== Supplied text ==
On October 17, Canada became only the second country in the world, after Uruguay, to legalize cannabis for recreational use. Canada’s brand new recreational market allows consumers to purchase, possess and/or share up to thirty grams of cannabis and grow up to four plants. Notably, edibles can only be made at home, and other manufactured products, such as concentrates are prohibited. However, the Canadian government expects to make edibles, concentrates and other manufactured products available for legal sale by this time in 2019.
Since 2001, Canada had limited legal cannabis use to medical purposes only. The 330,000 Canadians estimated to use medical cannabis will still be able to access their medicine through the parallel medical cannabis market under the control of Health Canada, the Canadian governmental department responsible for national public health.
Individual provinces and territories will have regulatory control over enforcement including minimum age requirements, personal possession limits, additional restrictions related to residential growing, where and how to purchase cannabis products and legal consumption locations. Currently, Ontario and Nunavut provinces are only permitting online sales via their government-operated online stores, while other provinces allow for private licensed stores, government operated stores, or both. Quebec and Alberta have opted to make the legal age of consumption eighteen to be in-line with their alcohol rules, while nineteen is the prevailing legal age in the rest of the country.
A big question Californians are asking is how will Canada’s legalized recreational cannabis industry impact the U.S. cannabis market? Most would agree that Canada’s nationwide legalization is a huge step forward for global acceptance of cannabis and will hopefully provide a workable model for legalization in more countries. But the competition it may represent is discouraging to some U.S. operators continuing to struggle with inconsistent federal policies, including banking limitations on the one hand, and large tax burdens on the other.
Many California cannabis companies, grappling with the high additional cost of state and local compliance are feeling vulnerable to competition and buyouts by well-capitalized Canadian enterprises. These fears are not entirely unfounded. The twelve largest Canadian cannabis companies, which are collectively valued at about $42 billion, are able to take on more traditional investors. An example is Constellation Brands’ massive investment in Canopy earlier in 2018. In contrast, many investors are still wary of pumping money into California companies facing the federal ban, high taxes and a slow, convoluted path to state and local licensing.
Canada, like California, foresees an on-going battle with a powerful and entrenched black market. Despite that, Canada is shaping up to be the global leader in cannabis capital and investments with an estimated 4.9 million Canadian cannabis users and a market expected to be about $5.6 billion.
===
Problems to work on
[A] Translate this sentence from the text on Canadian cannabis legalization into Spanish: "Since 2001, Canada had limited legal cannabis use to medical purposes only."
[B] Retype the passage of the text on Canadian cannabis legalization from "Canada, like California, foresees" to "about $5.6 billion.".
This material comes from a separate source.
== Record excerpts ==
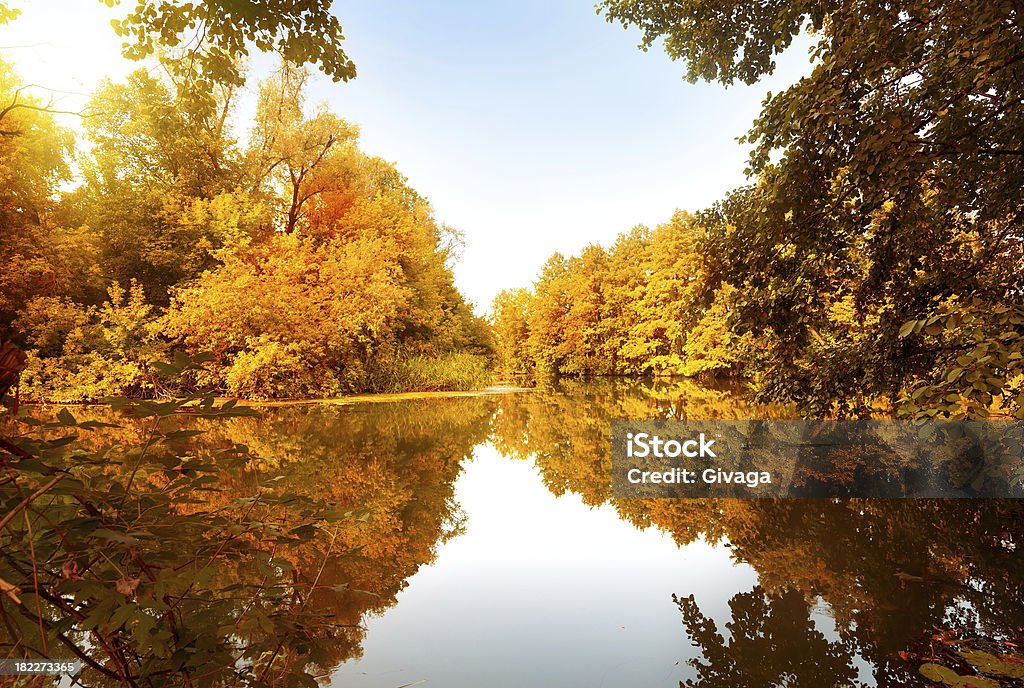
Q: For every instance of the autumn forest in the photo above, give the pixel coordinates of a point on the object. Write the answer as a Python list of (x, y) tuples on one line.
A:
[(246, 403)]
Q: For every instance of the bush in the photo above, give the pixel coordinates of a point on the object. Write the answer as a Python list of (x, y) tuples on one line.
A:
[(448, 372)]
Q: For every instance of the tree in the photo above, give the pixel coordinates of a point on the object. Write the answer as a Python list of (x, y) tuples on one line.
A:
[(899, 163), (294, 158), (213, 37), (510, 321), (162, 183)]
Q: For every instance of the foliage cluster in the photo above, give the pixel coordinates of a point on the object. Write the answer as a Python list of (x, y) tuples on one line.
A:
[(877, 254), (306, 266)]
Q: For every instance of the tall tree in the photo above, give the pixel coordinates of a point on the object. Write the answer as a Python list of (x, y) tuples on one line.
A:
[(891, 174)]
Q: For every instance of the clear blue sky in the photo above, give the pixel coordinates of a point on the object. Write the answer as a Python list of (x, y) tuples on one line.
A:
[(532, 126)]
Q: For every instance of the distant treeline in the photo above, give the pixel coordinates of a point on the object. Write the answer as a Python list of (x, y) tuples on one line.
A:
[(302, 265), (876, 258)]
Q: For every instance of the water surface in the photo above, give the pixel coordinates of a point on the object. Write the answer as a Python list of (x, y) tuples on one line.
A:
[(495, 555)]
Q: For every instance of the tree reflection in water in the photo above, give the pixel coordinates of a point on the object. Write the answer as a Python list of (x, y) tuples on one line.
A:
[(890, 573), (893, 572)]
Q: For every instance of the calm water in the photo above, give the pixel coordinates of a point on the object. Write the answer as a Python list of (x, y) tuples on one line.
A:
[(496, 556)]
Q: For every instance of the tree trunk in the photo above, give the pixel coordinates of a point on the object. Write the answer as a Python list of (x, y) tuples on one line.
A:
[(11, 363)]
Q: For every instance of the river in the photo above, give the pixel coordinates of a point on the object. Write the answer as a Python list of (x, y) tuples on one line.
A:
[(493, 553)]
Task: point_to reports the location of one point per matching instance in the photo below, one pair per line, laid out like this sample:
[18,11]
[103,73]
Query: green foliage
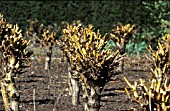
[159,17]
===
Answers to the exercises
[A] Desde 2001, Canadá había limitado el uso legal del cannabis únicamente a fines medicinales.

[B]
Canada, like California, foresees an on-going battle with a powerful and entrenched black market. Despite that, Canada is shaping up to be the global leader in cannabis capital and investments with an estimated 4.9 million Canadian cannabis users and a market expected to be about $5.6 billion.